Problems to work on:
1 > Reproduce the stretch of the lever rule article from "PHYSICAL CHEMISTRY" through "such systems \((^2,\,^3)\).".
2 > Carry on writing the lever rule article, starting right after its final sentence.

Reports of the Academy of Sciences of the USSR

1. Volume 136, No. 6

PHYSICAL CHEMISTRY

L. S. PALATNIK

GENERALIZED LEVER RULE

(Presented by Academician P. A. Rebinder on 27 IX 1960)

As is known, to determine the mass ratio of the phases of an equilibrium two-phase system, the lever rule is used. Its generalization to the case of equilibrium of a three-phase system is the rule of the center of gravity; for the case of a multicomponent multiphase equilibrium system containing an arbitrary number of components, we have proposed a generalized rule of the center of gravity \((^1)\). This rule is applied to the quantitative study of equilibrium states of complex multicomponent heterogeneous systems and has been used to derive certain general regularities and rules relating to the structure of equilibrium diagrams of such systems \((^2,\,^3)\).

In this article a generalized lever rule is proposed, representing a certain new generalization of the rules indicated above. It consists in the following: in studying various processes in equilibrium multicomponent systems, instead of the figurative points of each of the phases separately, we shall consider the figurative points of certain (two) conglomerates of phases (see below) that are in equilibrium. Such a generalization will make it possible to study more easily (stepwise or continuously) the most complex processes in multiphase systems, which appear intricate when considered by the usual methods.

Extracted records:
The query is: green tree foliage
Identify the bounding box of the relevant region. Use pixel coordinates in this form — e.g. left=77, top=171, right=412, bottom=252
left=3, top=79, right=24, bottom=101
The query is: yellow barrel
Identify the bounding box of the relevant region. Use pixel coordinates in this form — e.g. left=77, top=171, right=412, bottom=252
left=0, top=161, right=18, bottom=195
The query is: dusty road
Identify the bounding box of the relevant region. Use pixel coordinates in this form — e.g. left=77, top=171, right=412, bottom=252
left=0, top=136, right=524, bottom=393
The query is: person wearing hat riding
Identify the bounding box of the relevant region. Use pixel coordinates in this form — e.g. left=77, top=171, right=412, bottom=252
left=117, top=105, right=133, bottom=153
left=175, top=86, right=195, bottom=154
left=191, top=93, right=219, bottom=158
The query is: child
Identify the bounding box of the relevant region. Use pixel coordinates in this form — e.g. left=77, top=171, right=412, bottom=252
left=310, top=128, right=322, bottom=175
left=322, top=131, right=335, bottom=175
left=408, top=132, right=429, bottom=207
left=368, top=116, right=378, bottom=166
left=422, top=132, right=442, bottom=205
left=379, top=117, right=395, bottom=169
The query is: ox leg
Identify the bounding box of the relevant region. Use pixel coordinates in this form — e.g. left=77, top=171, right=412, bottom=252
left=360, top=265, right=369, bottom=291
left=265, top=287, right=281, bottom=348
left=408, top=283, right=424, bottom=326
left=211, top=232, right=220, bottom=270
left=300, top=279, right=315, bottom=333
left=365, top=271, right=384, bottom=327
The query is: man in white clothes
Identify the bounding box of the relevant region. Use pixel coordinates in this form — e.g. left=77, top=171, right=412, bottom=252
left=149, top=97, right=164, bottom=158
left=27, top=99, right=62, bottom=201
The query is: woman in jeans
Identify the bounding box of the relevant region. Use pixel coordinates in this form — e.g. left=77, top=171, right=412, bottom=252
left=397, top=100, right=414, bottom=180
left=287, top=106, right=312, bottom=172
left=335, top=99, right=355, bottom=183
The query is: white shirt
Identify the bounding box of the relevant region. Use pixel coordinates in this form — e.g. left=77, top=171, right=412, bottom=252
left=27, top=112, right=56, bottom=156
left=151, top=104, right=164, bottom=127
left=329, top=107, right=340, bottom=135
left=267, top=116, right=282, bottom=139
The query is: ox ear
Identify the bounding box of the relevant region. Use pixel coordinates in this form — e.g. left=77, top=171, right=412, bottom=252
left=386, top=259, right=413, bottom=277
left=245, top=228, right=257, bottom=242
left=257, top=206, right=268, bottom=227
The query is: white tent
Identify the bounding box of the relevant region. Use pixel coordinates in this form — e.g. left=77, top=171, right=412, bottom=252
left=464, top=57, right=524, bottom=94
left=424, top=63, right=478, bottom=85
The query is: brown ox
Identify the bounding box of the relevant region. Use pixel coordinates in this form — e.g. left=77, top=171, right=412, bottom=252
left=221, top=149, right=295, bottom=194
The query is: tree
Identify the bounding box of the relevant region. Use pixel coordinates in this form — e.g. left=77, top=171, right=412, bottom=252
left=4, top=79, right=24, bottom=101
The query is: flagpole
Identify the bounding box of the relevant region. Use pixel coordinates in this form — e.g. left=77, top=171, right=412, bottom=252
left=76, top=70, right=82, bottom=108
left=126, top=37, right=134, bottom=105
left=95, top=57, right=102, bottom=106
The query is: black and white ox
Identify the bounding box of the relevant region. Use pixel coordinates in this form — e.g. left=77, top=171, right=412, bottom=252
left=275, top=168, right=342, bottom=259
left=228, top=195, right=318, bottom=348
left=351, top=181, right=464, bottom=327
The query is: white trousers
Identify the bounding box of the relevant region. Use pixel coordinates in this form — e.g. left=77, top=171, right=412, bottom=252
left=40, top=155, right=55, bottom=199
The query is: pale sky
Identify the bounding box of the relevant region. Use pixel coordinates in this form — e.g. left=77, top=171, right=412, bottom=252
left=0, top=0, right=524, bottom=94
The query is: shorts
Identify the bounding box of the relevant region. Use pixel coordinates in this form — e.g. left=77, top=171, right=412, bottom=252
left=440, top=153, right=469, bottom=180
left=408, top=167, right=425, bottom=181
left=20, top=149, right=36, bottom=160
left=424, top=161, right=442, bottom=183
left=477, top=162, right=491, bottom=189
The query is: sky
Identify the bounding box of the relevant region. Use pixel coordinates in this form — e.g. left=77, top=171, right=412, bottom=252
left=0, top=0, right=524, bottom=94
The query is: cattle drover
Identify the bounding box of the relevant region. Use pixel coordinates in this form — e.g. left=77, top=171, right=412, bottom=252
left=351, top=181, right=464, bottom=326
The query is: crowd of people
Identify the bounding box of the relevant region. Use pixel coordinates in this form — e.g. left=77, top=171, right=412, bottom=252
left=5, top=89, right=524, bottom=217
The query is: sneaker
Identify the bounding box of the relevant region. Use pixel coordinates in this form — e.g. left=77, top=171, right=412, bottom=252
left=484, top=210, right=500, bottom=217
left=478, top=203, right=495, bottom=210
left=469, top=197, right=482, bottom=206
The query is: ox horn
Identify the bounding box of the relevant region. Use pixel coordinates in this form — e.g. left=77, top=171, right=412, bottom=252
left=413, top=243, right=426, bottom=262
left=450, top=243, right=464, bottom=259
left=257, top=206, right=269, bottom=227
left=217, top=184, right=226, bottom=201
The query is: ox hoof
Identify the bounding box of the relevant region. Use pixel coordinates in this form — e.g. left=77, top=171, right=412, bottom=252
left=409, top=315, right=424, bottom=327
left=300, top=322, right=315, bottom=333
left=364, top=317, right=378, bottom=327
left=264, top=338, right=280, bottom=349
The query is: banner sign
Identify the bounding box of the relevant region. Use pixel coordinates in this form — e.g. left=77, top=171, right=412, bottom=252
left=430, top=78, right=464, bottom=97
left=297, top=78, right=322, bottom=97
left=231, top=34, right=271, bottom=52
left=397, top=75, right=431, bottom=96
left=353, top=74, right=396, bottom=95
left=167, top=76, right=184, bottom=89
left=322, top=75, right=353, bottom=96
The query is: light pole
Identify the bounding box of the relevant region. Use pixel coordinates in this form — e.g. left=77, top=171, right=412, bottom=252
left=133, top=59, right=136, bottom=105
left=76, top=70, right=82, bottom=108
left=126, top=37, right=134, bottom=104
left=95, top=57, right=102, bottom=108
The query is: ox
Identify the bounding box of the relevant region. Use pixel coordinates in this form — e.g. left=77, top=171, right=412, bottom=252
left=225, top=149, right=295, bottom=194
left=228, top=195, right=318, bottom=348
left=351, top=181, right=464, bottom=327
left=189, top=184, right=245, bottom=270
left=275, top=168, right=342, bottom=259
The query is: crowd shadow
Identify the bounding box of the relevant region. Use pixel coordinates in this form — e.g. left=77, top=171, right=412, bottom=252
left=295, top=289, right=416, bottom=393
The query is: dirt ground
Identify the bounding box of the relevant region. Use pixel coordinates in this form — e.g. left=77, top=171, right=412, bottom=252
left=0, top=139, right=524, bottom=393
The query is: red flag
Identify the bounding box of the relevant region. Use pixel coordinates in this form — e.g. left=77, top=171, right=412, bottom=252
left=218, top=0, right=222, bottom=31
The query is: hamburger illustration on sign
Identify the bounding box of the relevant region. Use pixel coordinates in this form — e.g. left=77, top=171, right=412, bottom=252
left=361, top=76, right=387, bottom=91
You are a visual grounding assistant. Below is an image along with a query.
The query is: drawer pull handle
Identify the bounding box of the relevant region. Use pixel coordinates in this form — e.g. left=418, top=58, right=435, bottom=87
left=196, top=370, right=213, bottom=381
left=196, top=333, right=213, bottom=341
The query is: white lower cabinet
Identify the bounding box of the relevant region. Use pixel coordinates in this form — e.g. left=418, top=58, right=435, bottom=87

Responses per task:
1 >
PHYSICAL CHEMISTRY

L. S. PALATNIK

GENERALIZED LEVER RULE

(Presented by Academician P. A. Rebinder on 27 IX 1960)

As is known, to determine the mass ratio of the phases of an equilibrium two-phase system, the lever rule is used. Its generalization to the case of equilibrium of a three-phase system is the rule of the center of gravity; for the case of a multicomponent multiphase equilibrium system containing an arbitrary number of components, we have proposed a generalized rule of the center of gravity \((^1)\). This rule is applied to the quantitative study of equilibrium states of complex multicomponent heterogeneous systems and has been used to derive certain general regularities and rules relating to the structure of equilibrium diagrams of such systems \((^2,\,^3)\).

2 >
Let \(M\) be the figurative point (or the corresponding composition vector inside the concentration simplex \((^3)\)) representing as a whole an equilibrium multicomponent heterogeneous system of unit mass. Then

\[ M=\sum_i X_i A_i=\sum_j m_j B_j=\sum_k v_k C_k, \tag{1} \]

where \(A_i\) is the vertex corresponding to the \(i\)-th component of the concentration simplex (or the vector of the \(i\)-th component); \(X_i\) is the concentration of the \(i\)-th component in the system; \(B_j\) is the \(j\)-th vertex in the phase simplex (the vector of the \(j\)-th phase); \(m_j\) is the mass of the \(j\)-th phase; \(C_k\) is the vector of the \(k\)-th conglomerate; \(v_k\) is the mass of the \(k\)-th conglomerate; \(i=1,2,\ldots,n\) is the number of the component; \(j=1,2,\ldots,r\) is the number of the phase; \(k=1,2,\ldots,s\) is the number of the conglomerate of phases.

Formula (1) describes the indicated system \(M\) through its components \(A_i\), through the coexisting phases \(B_j\) entering into it, or through the conglomerates of phases \(C_k\) into which the system \(M\) decomposes. Equations (1) simultaneously provide a transition from one barycentric coordinate system (the components of the system) to another (its phases or conglomerates of phases). In this case the geometrical dimensions \(R_A\), \(R_B\), and \(R_C\) of the concentration, phase, or conglomerate simplexes may in general be different. Thus, for example, for a three-component two-phase system the concentration simplex is the Gibbs triangle \((R_A=2)\), and the phase simplex is a line segment—the tie-line \((R_B=1)\); for a four-component three-phase system the concentration simplex is the Roozeboom–Fedorov tetrahedron \((R_A=3)\), while the phase simplex is a triangle \((R_B=2)\), etc. The dimensions \(R_A\) and \(R_B\) may also be identical—

for example, for a three-component three-phase system \((R_A = R_B = 2)\), for a four-component four-phase system \((R_A = R_B = 3)\), etc.

In the case \(s = 2\) \((R_C = 1)\), i.e., when the system decomposes into two conglomerates of phases, equations (1) become the equation of the generalized lever rule

\[ M = \sum_i X_i A_i = \sum_i m_j B_j = \nu L + (1 - \nu)D, \tag{2} \]

where \(L\) and \(D\) are the vectors of two conglomerates of phases with masses \(\nu\) and \((1-\nu)\), respectively. For example, in the case of crystallization of a multicomponent alloy, \(L\) corresponds to the liquid phase (or conglomerate of liquid phases), and \(D\) to the conglomerate of all solid phases that have separated out before the present equilibrium moment.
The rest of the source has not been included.